● Task
From the entries below, reproduce exactly the line containing "Where can you spot the flower stalk", the line containing "Where can you spot the serrated", and every line in between, with nothing added.

BEGIN Provided records

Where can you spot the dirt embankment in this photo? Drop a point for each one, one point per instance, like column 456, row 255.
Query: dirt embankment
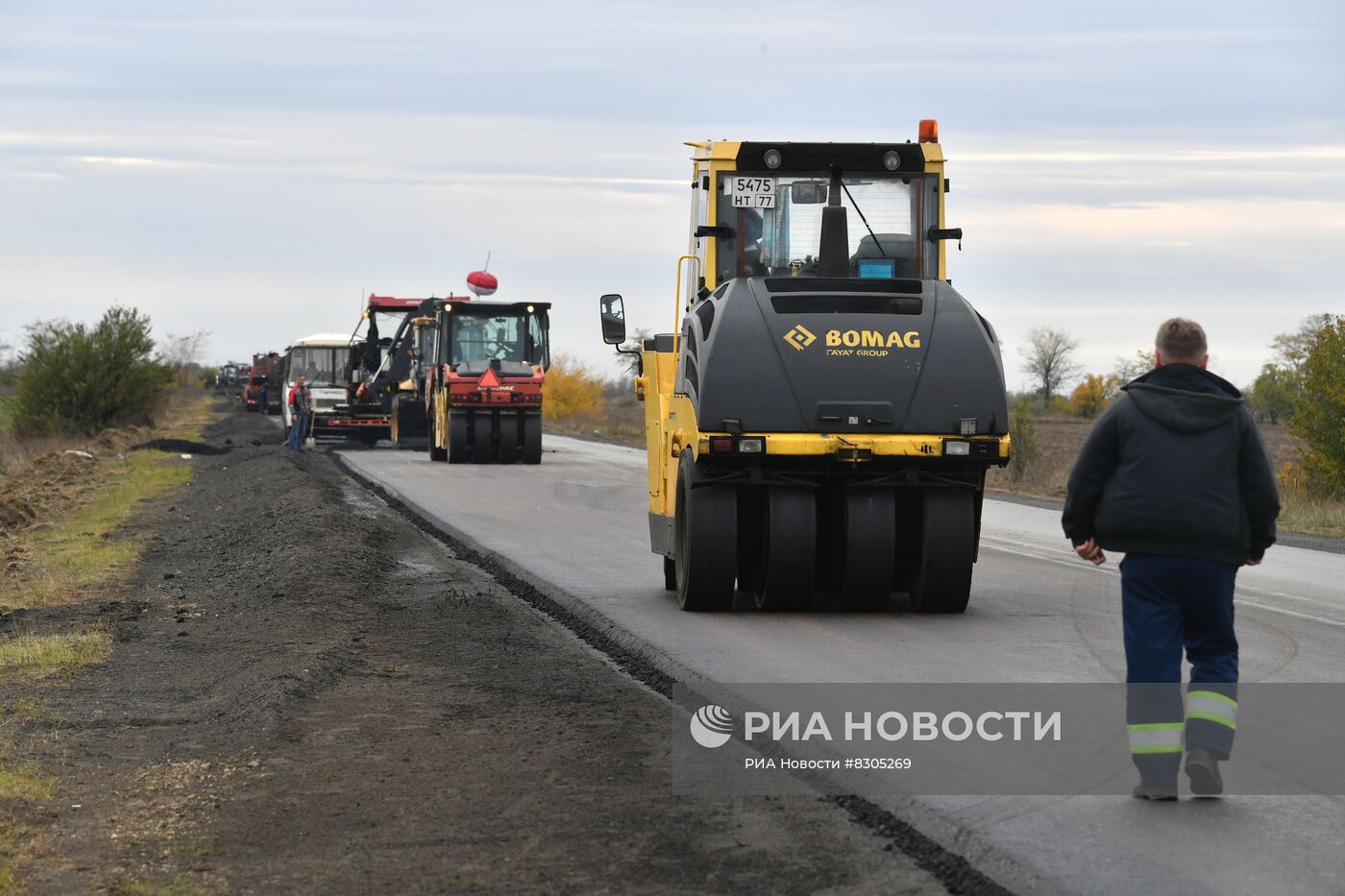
column 306, row 694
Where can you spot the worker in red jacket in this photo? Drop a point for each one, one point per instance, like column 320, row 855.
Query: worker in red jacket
column 300, row 410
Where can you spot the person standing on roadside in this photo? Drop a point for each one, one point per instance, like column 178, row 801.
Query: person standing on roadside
column 300, row 409
column 1176, row 475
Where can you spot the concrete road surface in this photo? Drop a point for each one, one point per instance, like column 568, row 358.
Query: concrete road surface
column 577, row 526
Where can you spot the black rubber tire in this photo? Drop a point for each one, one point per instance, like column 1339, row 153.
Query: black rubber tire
column 942, row 583
column 705, row 530
column 750, row 532
column 531, row 439
column 789, row 549
column 457, row 437
column 436, row 453
column 483, row 449
column 870, row 534
column 407, row 420
column 508, row 449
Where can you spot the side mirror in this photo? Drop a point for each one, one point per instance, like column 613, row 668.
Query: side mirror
column 719, row 231
column 614, row 319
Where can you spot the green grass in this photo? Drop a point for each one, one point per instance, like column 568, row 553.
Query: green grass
column 13, row 839
column 1311, row 516
column 78, row 549
column 26, row 784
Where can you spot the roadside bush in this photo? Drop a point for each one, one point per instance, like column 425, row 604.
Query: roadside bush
column 572, row 390
column 1022, row 432
column 1320, row 410
column 1092, row 396
column 81, row 379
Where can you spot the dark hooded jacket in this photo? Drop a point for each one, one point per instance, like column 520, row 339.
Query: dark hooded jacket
column 1176, row 466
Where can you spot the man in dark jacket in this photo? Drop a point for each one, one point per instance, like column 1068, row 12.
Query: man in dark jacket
column 1176, row 475
column 300, row 410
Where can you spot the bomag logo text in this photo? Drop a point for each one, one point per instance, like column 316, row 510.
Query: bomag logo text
column 869, row 343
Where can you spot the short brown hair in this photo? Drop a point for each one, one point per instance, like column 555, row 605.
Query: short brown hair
column 1181, row 339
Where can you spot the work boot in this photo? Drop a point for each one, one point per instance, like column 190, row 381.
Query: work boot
column 1203, row 770
column 1159, row 792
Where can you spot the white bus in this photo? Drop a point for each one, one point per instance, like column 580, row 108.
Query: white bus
column 323, row 359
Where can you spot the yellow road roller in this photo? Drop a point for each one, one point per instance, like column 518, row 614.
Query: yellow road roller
column 820, row 417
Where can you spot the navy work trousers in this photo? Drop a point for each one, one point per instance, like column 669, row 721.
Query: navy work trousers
column 1170, row 604
column 298, row 430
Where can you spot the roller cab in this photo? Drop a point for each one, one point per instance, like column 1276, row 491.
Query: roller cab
column 822, row 413
column 484, row 390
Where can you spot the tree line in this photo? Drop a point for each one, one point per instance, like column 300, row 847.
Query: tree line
column 73, row 378
column 1302, row 388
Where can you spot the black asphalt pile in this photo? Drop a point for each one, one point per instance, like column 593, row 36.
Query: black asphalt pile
column 308, row 694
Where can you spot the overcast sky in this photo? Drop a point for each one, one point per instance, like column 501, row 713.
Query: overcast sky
column 255, row 168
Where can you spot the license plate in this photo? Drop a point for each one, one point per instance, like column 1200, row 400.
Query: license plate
column 752, row 193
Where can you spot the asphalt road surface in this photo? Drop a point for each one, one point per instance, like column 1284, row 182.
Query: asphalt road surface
column 577, row 526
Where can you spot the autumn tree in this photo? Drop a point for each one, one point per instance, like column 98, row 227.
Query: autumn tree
column 77, row 378
column 1137, row 365
column 1022, row 433
column 1271, row 396
column 1320, row 412
column 1284, row 378
column 572, row 390
column 1092, row 396
column 1048, row 356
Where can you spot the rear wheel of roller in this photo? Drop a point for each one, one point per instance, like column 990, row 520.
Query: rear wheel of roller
column 870, row 523
column 481, row 451
column 531, row 439
column 457, row 439
column 787, row 563
column 705, row 541
column 942, row 581
column 508, row 437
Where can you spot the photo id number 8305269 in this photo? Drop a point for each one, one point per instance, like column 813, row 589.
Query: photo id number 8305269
column 752, row 193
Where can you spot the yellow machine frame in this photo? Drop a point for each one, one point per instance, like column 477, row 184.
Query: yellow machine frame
column 670, row 424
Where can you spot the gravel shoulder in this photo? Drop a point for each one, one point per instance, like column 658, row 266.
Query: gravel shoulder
column 308, row 694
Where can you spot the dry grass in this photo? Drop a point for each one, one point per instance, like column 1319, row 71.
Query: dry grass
column 62, row 530
column 31, row 654
column 53, row 563
column 1313, row 516
column 64, row 512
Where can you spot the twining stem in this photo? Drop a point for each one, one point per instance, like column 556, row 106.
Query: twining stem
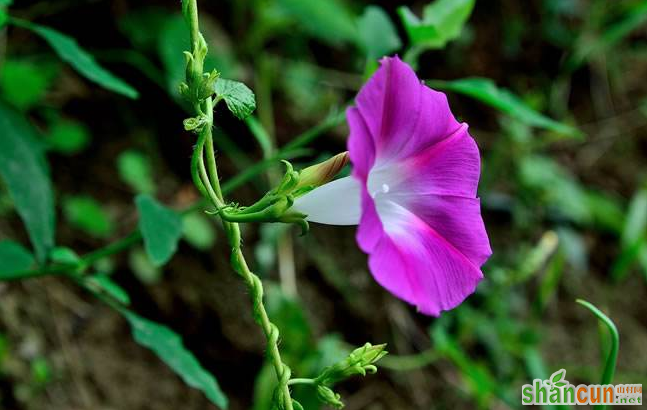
column 206, row 179
column 301, row 381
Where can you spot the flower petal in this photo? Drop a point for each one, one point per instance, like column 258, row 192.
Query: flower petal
column 361, row 148
column 402, row 114
column 370, row 228
column 456, row 219
column 449, row 167
column 416, row 264
column 334, row 203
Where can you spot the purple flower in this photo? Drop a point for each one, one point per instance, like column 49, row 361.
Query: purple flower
column 412, row 192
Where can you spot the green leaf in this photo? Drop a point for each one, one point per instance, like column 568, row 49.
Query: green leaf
column 87, row 214
column 612, row 357
column 24, row 83
column 442, row 21
column 105, row 284
column 161, row 228
column 485, row 91
column 333, row 22
column 168, row 346
column 14, row 258
column 68, row 137
column 378, row 36
column 635, row 225
column 558, row 376
column 143, row 268
column 135, row 170
column 198, row 230
column 61, row 254
column 173, row 36
column 24, row 170
column 69, row 50
column 239, row 98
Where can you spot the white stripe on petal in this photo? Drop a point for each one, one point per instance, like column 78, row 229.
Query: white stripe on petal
column 334, row 203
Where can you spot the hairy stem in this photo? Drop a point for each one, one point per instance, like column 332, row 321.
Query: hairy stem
column 206, row 178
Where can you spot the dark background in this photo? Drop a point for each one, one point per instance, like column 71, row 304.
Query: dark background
column 62, row 349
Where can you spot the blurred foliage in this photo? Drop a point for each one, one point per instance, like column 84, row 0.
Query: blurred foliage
column 563, row 185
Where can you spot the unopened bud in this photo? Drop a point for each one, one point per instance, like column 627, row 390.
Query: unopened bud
column 324, row 172
column 329, row 397
column 359, row 362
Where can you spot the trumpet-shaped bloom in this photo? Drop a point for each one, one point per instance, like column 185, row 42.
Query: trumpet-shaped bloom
column 412, row 192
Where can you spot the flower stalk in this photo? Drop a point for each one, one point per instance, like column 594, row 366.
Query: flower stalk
column 198, row 90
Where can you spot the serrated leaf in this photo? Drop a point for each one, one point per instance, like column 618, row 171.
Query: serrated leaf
column 161, row 228
column 14, row 258
column 168, row 346
column 442, row 21
column 173, row 36
column 87, row 214
column 378, row 36
column 135, row 170
column 24, row 170
column 485, row 91
column 239, row 98
column 69, row 50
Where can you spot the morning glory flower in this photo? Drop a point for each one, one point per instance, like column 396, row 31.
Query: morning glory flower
column 412, row 192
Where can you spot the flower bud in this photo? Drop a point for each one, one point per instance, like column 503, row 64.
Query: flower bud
column 324, row 172
column 360, row 361
column 329, row 397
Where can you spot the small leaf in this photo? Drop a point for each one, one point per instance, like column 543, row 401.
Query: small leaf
column 64, row 255
column 442, row 21
column 239, row 98
column 69, row 50
column 68, row 137
column 169, row 347
column 198, row 230
column 485, row 91
column 24, row 170
column 558, row 376
column 377, row 34
column 143, row 268
column 14, row 258
column 107, row 285
column 135, row 170
column 161, row 228
column 87, row 214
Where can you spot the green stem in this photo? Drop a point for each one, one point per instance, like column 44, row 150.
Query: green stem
column 206, row 179
column 301, row 381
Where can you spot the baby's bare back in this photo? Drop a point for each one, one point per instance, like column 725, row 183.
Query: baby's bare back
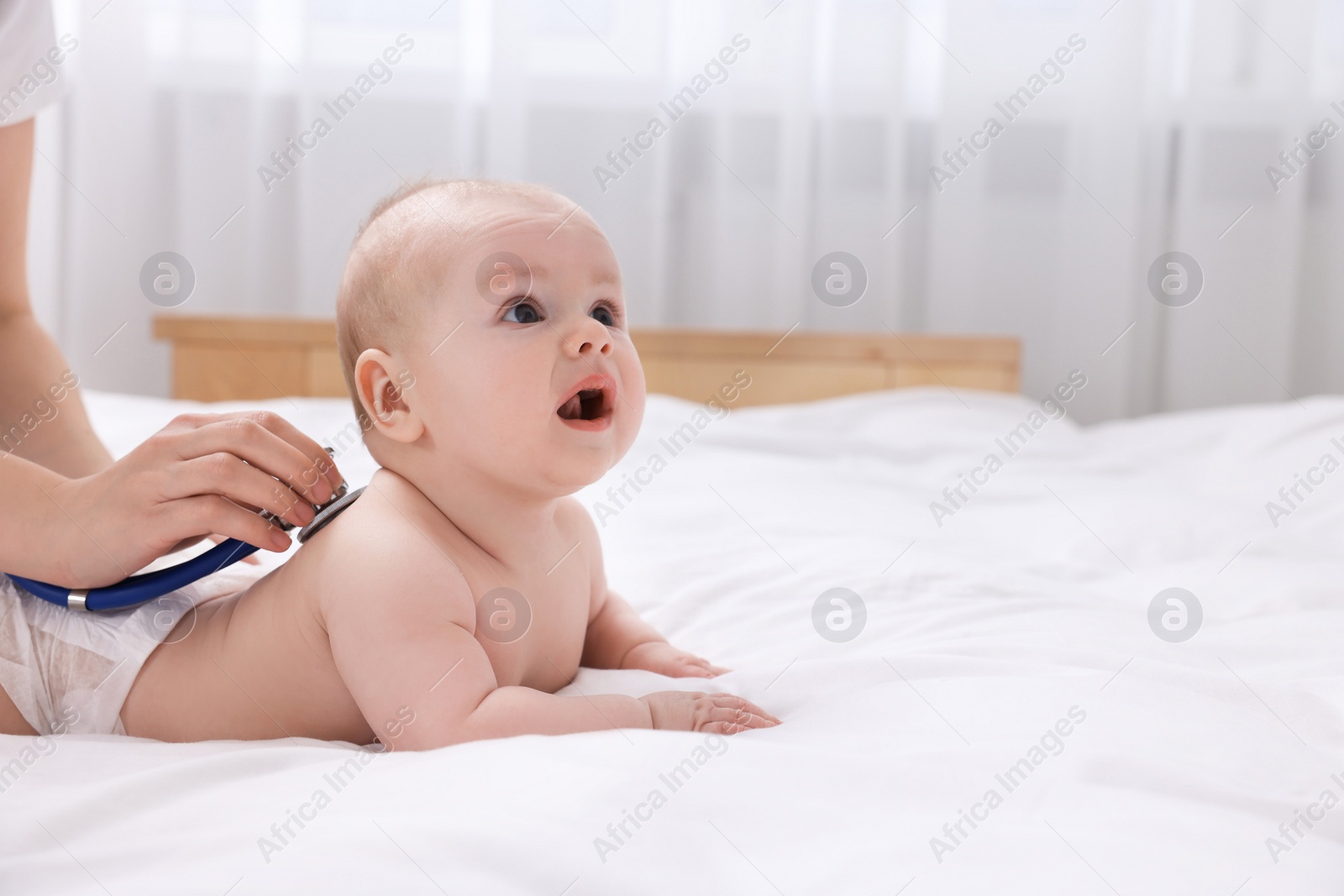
column 260, row 664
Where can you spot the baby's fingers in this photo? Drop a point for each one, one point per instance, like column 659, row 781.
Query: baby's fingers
column 746, row 705
column 739, row 718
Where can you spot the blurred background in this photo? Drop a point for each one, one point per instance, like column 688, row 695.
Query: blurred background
column 830, row 130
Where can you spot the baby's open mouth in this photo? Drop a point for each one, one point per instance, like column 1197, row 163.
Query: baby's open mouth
column 589, row 403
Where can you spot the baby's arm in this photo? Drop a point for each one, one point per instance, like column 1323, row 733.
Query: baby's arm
column 617, row 637
column 401, row 636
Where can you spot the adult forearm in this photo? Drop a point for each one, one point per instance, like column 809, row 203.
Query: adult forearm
column 34, row 533
column 42, row 417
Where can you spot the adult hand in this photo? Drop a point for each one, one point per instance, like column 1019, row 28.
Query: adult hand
column 201, row 474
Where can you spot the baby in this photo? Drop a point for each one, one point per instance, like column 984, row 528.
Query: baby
column 484, row 340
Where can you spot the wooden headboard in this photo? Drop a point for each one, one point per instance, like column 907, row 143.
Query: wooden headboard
column 218, row 359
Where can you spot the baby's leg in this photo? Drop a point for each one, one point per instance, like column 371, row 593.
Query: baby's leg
column 13, row 720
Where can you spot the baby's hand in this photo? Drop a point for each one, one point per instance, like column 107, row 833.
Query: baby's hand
column 696, row 711
column 662, row 658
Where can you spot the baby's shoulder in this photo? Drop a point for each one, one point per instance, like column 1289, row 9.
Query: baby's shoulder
column 382, row 551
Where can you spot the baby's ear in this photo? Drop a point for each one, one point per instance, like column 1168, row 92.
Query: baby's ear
column 382, row 396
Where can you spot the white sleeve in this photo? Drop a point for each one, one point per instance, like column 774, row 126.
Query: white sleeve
column 31, row 60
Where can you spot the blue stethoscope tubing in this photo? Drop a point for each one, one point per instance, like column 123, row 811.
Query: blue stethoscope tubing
column 147, row 586
column 140, row 589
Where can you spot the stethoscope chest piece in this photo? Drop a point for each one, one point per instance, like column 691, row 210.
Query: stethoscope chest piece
column 327, row 513
column 140, row 589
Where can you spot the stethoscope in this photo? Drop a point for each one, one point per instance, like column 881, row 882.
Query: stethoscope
column 141, row 589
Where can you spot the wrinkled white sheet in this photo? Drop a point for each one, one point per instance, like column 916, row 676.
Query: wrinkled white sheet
column 1028, row 602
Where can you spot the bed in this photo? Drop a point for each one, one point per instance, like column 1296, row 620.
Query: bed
column 1005, row 647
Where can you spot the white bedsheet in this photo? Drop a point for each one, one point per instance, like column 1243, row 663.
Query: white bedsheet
column 1028, row 602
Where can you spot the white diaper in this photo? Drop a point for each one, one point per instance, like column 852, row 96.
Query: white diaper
column 71, row 669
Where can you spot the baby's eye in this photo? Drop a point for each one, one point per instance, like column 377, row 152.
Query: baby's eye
column 522, row 313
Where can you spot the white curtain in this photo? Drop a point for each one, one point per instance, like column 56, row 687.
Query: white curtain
column 819, row 136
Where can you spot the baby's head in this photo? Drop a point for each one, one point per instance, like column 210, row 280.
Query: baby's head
column 483, row 325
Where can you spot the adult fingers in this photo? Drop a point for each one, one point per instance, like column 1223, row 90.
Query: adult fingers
column 213, row 513
column 252, row 438
column 222, row 473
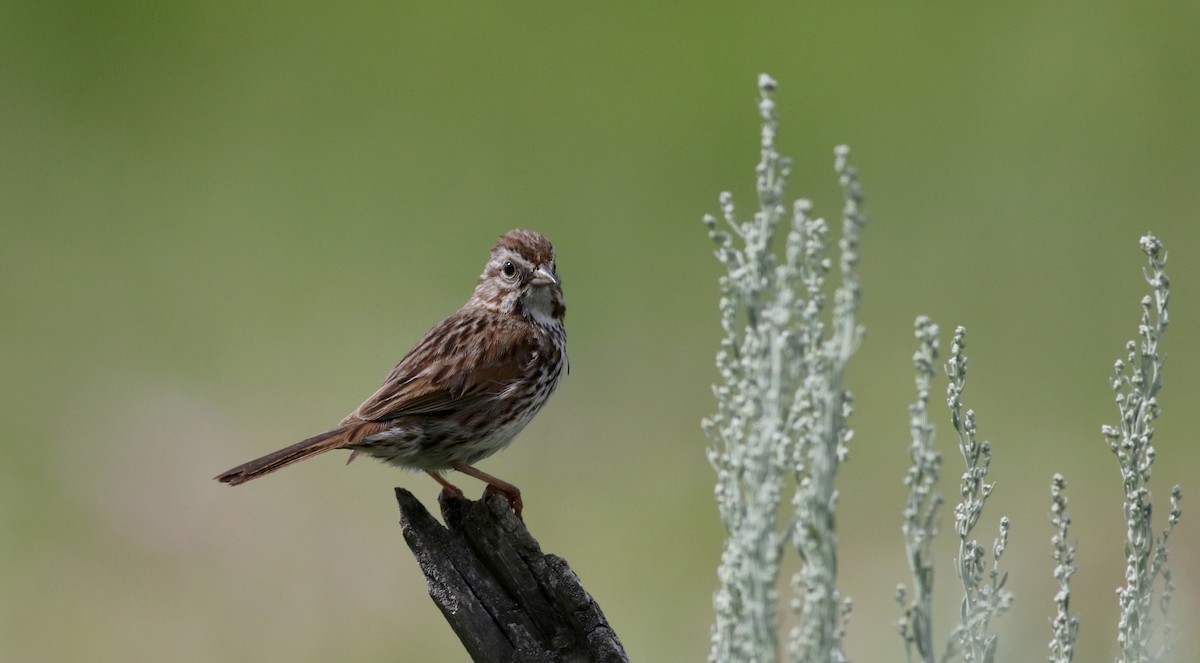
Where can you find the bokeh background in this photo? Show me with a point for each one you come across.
(223, 222)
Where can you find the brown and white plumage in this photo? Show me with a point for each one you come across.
(469, 386)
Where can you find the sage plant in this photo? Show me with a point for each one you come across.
(781, 411)
(1137, 381)
(984, 596)
(1063, 625)
(921, 508)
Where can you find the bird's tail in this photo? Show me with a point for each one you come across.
(285, 457)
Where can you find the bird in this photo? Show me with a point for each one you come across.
(468, 387)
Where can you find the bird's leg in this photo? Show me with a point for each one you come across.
(510, 493)
(449, 490)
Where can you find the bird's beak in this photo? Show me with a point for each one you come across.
(543, 276)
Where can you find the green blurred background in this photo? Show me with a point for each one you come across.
(223, 222)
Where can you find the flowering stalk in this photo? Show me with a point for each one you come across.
(1065, 626)
(982, 599)
(921, 508)
(1137, 382)
(781, 411)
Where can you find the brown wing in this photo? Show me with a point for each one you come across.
(462, 362)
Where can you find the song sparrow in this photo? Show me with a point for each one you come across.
(468, 387)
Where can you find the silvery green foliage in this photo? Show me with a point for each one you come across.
(983, 589)
(1137, 382)
(781, 411)
(921, 509)
(1065, 626)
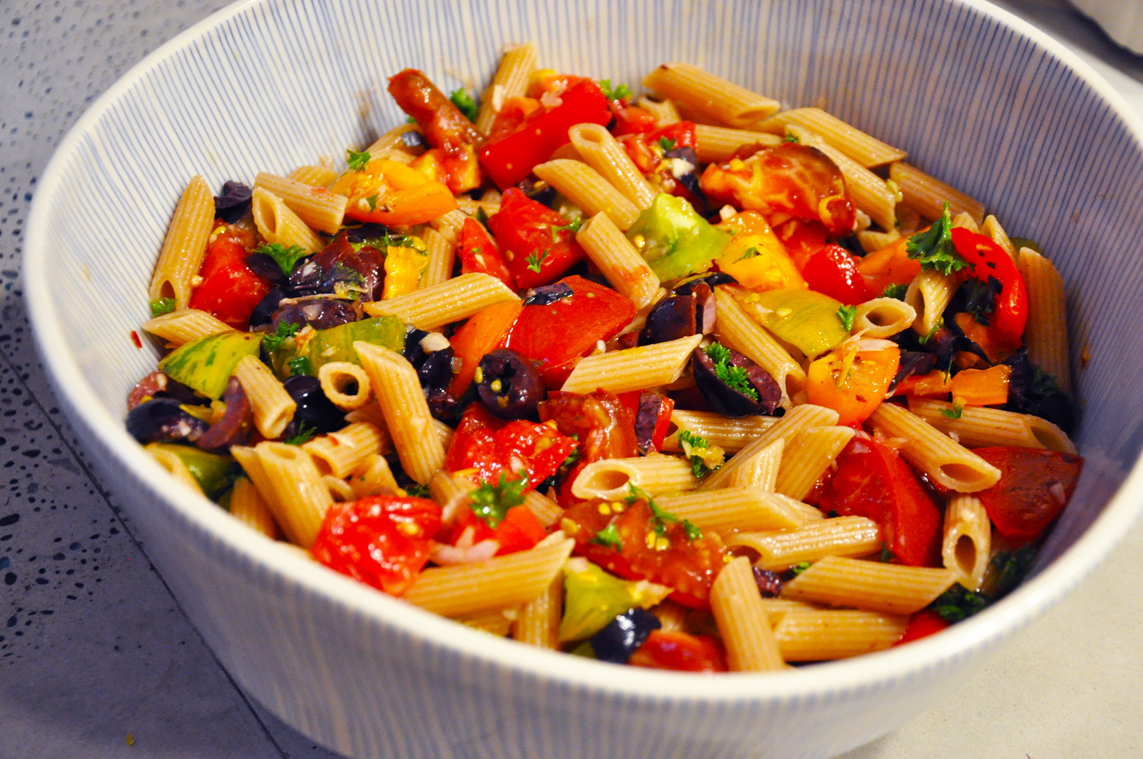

END Provided records

● Response for this exercise
Where can you spot the flower stalk in this photo? Drop a point for each one, one point per instance, like column 594, row 366.
Query: flower stalk
column 198, row 90
Where can you spot the serrated leaf in this photo? Drop a point for each one, one point per instance, like column 618, row 171.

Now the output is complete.